[PROBLEMS AND TASKS]
a) According to the thread on facet memory usage, what does Lucene use to walk through a result set and gather a facet?
b) Write out the part of the facet memory thread starting at "Maybe we can" and ending at "as a topic.".

[SELECTION]
On 9/5/2012 1:48 PM, nikolai.alex@me.com wrote:
As many, I stumbled over memory issues during facet searches. This problem is often addressed in many threads. Maybe it is time to consolidate this scattered knowledge in a single place, like a blog post.
For me it is still unclear, what it means, when it is said, that all field values are load into memory. Are really only the values loaded? For example, I got 1 million documents with a field tag, that contains one of the values 'a', 'b',...'z'. Does that mean that 26 strings (a to z) are loaded into memory? Or is the whole dictionary loaded into memory? This leads to the question. Do only the number of distinct values count, or are the number of documents also important?
Do I have to calculate my memory usage per shard or per node?
Maybe we can aggregate all relevant information about this topic in this or another thread. And than come up with a blog post. I think it is worth the effort and I really would love to help on that.
Thanks in advance!
I agree, it would be great to try to discuss memory usage as a topic.
"all field values are loaded into memory"
That sounds like the Lucene level fieldCache which is a very interesting
structure.
I believe when you do doc['fieldName'] in a script you are actually
accessing one of these caches.
A field cache is using memory in one ES Shard, but not all values for
all fields in a whole shared, but just one Lucene segment (a physical
sub-division of Lucene index)and any one cache is only one fields values
(0 or more values per document).
Walking through a result set to record/gather/count something, in this
case a facet, is done by a Lucene Collector.
Typically collectors need to look at only a field or two when moving
between segments; consider a Terms Stats facet for example of something
that needs only two fields.
A Collector is told when it moves between segments. It can load the
fieldCache for just the field(s) it is looking for as the index changes
segments.
This is how an index, even a single Lucene index can support collecting
up millions of documents, it doesn't load all documents, or even all
stored values of a particular document, just the values for fields you
ask for one segment at a time.
But there is a serious trick here, the values for one of these field
caches DO NOT TAKE UP VM MEMORY. They are mapped directly onto the file
system buffer (yes, I didn't know you could do that
either). What you see (or the folks who write Lucene and FS ) actually
see, points to memory mapped directly into a nio.MappedBuffer with
subsequences and direct charbuffers, charsequence and all the various
other ways to look at the bytes, never copying the bytes, but continuing
to point directly into the FS memory mapped buffer.
That means that the memory when accessing an index uses lots of files
system memory and much less heap memory.
If you over do the heap in Lucene and don't leave nothing for the file
system you can hurt Lucene performance.
Yes, that complicates memory calculations.
-Paul
--

Object position labeling entries
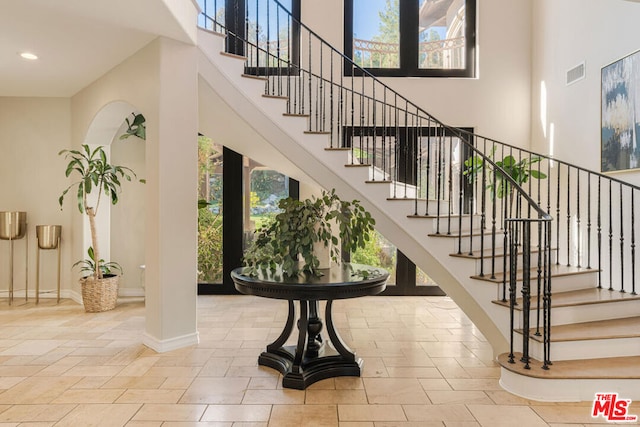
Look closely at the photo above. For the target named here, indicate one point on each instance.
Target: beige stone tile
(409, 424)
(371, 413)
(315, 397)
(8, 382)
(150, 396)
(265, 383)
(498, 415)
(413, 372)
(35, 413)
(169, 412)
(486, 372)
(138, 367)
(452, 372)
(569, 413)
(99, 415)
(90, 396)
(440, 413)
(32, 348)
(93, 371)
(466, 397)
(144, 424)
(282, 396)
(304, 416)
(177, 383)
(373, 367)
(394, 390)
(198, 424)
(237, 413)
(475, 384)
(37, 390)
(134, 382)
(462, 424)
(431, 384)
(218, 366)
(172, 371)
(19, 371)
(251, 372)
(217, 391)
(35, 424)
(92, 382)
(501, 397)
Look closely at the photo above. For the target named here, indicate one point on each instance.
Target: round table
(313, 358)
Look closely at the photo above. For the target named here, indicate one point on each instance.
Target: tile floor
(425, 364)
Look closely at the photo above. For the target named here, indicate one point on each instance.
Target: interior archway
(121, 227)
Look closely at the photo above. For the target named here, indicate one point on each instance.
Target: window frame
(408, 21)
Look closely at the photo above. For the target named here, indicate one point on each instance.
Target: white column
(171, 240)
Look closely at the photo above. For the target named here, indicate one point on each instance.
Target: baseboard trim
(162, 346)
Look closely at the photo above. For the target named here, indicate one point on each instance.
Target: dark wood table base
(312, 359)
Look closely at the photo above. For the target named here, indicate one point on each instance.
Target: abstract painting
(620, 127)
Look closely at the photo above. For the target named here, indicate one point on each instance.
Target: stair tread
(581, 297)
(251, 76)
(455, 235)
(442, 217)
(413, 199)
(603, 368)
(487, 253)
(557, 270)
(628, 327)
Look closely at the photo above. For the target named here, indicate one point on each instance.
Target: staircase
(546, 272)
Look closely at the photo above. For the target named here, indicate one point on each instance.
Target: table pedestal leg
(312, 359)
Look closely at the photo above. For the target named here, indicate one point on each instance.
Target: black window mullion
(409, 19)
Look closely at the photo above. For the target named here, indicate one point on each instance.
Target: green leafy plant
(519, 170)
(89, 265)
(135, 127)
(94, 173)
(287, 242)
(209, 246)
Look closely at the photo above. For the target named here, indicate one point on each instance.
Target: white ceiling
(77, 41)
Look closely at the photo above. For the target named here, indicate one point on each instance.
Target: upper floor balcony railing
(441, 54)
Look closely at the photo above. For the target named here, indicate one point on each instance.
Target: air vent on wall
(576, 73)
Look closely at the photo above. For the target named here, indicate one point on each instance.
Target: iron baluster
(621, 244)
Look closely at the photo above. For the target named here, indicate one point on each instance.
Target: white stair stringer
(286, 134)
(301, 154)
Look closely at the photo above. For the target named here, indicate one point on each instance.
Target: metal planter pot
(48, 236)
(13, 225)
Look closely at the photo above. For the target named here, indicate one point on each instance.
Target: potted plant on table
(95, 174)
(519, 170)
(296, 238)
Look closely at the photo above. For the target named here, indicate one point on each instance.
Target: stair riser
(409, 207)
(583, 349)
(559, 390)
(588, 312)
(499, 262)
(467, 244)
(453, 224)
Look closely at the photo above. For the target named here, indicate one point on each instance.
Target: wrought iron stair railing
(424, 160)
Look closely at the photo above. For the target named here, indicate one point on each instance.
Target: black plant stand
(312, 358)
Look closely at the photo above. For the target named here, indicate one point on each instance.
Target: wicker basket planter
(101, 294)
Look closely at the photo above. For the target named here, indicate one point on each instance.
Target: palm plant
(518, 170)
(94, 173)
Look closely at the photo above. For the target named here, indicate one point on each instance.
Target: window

[EXPECTED ANSWERS]
a) A Lucene Collector.

b)
Maybe we can aggregate all relevant information about this topic in this or another thread. And than come up with a blog post. I think it is worth the effort and I really would love to help on that.
Thanks in advance!
I agree, it would be great to try to discuss memory usage as a topic.